- What the exercise asks: Copy each of the records below line for line, without changing a single character.

- Dataset records:
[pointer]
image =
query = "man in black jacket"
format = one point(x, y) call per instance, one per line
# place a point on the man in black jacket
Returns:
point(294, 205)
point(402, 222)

- Written solution:
[pointer]
image =
query = "man in black jacket"
format = one point(x, y) call per instance, one per line
# place a point on the man in black jacket
Returns:
point(294, 205)
point(402, 222)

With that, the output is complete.